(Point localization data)
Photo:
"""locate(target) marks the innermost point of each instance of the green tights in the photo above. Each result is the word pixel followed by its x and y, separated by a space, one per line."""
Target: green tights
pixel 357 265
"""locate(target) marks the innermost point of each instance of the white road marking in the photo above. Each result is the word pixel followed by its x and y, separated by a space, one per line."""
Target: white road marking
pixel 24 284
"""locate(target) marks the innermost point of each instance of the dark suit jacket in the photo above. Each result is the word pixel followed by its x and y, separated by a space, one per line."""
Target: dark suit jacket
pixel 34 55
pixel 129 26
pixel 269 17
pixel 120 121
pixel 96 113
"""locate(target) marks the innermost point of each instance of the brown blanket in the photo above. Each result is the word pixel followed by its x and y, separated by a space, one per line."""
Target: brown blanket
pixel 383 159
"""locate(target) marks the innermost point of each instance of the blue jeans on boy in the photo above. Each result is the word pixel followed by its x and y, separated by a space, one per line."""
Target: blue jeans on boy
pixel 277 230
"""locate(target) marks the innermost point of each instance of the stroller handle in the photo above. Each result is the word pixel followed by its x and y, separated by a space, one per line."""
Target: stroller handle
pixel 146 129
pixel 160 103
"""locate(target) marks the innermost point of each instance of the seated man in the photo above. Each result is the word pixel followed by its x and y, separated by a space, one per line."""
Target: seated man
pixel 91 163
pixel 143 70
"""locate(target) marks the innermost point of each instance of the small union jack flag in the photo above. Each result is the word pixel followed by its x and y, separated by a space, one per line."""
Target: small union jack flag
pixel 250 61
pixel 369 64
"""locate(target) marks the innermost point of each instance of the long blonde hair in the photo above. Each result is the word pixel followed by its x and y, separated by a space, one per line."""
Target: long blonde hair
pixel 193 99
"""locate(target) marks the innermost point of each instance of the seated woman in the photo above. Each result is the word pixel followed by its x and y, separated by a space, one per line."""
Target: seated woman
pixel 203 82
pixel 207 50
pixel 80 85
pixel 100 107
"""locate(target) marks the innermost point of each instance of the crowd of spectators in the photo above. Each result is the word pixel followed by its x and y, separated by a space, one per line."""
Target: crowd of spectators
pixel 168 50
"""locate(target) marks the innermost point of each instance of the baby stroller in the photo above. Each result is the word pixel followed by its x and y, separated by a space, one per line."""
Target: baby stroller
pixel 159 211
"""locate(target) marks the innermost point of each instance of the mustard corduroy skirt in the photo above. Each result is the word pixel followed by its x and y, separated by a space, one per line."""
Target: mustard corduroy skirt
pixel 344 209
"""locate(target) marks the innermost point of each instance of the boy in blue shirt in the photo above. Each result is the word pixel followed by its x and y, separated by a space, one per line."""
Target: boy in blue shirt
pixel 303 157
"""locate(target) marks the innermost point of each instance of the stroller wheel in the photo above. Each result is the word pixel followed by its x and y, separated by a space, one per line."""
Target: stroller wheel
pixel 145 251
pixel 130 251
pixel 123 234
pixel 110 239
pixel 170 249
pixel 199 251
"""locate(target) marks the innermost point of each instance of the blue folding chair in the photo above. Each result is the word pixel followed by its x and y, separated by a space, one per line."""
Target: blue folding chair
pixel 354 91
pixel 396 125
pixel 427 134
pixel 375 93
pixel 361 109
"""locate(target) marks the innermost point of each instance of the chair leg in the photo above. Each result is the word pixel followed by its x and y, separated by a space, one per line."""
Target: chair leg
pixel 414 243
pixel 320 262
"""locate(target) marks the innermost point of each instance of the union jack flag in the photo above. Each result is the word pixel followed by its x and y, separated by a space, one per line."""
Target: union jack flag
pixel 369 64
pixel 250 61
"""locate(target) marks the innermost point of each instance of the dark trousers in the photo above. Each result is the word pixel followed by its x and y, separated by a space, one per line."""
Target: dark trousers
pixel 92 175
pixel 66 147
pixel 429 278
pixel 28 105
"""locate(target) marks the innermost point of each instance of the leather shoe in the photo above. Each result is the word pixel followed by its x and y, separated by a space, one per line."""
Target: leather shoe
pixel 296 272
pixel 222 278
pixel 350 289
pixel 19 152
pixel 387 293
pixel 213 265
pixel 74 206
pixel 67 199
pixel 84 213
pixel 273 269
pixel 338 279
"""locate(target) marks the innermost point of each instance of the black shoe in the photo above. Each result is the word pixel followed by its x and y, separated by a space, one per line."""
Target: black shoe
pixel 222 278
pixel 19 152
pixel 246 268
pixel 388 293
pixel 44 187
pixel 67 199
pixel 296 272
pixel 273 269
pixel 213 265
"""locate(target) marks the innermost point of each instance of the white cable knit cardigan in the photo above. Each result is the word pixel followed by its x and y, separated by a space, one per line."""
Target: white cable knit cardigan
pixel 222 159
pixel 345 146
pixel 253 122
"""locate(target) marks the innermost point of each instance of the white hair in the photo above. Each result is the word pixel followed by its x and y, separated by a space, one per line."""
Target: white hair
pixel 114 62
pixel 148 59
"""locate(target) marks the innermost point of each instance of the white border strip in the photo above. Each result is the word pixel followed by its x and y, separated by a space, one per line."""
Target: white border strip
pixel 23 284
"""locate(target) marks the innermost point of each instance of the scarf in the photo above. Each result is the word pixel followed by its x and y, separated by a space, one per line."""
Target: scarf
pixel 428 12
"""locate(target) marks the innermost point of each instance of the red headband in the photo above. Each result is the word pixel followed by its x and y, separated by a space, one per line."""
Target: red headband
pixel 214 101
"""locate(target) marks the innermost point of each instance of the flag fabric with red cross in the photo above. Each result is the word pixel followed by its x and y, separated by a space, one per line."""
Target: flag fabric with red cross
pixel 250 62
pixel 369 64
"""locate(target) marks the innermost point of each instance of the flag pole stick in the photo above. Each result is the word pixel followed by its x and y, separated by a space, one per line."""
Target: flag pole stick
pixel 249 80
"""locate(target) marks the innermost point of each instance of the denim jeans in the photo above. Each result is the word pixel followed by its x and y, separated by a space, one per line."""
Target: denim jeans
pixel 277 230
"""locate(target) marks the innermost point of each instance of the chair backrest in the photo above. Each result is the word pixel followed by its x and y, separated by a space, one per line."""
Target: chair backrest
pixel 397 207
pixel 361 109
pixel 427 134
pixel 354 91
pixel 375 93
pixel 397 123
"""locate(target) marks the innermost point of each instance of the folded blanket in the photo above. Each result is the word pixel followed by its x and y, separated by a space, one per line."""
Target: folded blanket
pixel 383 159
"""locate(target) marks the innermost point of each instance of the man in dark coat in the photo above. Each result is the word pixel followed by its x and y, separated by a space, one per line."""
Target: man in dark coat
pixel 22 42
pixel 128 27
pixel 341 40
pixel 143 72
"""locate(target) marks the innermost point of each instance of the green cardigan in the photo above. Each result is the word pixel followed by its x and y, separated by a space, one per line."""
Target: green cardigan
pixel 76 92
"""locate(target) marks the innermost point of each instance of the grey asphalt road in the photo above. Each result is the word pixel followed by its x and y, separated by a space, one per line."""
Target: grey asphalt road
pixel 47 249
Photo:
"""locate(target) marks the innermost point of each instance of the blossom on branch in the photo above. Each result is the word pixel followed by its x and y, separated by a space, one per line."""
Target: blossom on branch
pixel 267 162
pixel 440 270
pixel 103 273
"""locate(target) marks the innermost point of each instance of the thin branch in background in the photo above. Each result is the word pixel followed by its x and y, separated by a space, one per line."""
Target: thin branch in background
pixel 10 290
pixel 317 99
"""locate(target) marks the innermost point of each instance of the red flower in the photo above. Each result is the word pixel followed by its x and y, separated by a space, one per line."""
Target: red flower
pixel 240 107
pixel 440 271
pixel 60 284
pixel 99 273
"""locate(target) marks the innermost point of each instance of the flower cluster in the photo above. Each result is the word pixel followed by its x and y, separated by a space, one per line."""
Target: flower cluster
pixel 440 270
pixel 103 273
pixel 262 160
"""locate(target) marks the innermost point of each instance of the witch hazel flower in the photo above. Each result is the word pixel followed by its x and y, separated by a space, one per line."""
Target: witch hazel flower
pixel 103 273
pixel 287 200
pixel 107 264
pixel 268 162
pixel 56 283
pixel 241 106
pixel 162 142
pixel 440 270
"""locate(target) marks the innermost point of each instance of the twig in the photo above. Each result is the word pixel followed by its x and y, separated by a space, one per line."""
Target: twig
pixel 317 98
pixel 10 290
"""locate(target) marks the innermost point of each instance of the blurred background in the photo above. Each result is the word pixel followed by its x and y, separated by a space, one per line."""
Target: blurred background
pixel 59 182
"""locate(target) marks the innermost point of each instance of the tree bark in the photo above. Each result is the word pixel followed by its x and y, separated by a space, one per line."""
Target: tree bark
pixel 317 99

*Work to complete*: Word for word, repeat the lines from the one holding "of the blurred" through the last line of the entries, both included.

*Solution for this exercise*:
"""locate(target) marks the innermost point of each instance of the blurred background in the photo above. Each result is the word pixel followed by its x and y, separated by a space, one per line."""
Target: blurred background
pixel 59 182
"""locate(target) marks the innermost point of each instance of the tree bark in the photo above. Each result is the word pixel followed by its x and y, separated by a space, one per line."""
Target: tree bark
pixel 317 99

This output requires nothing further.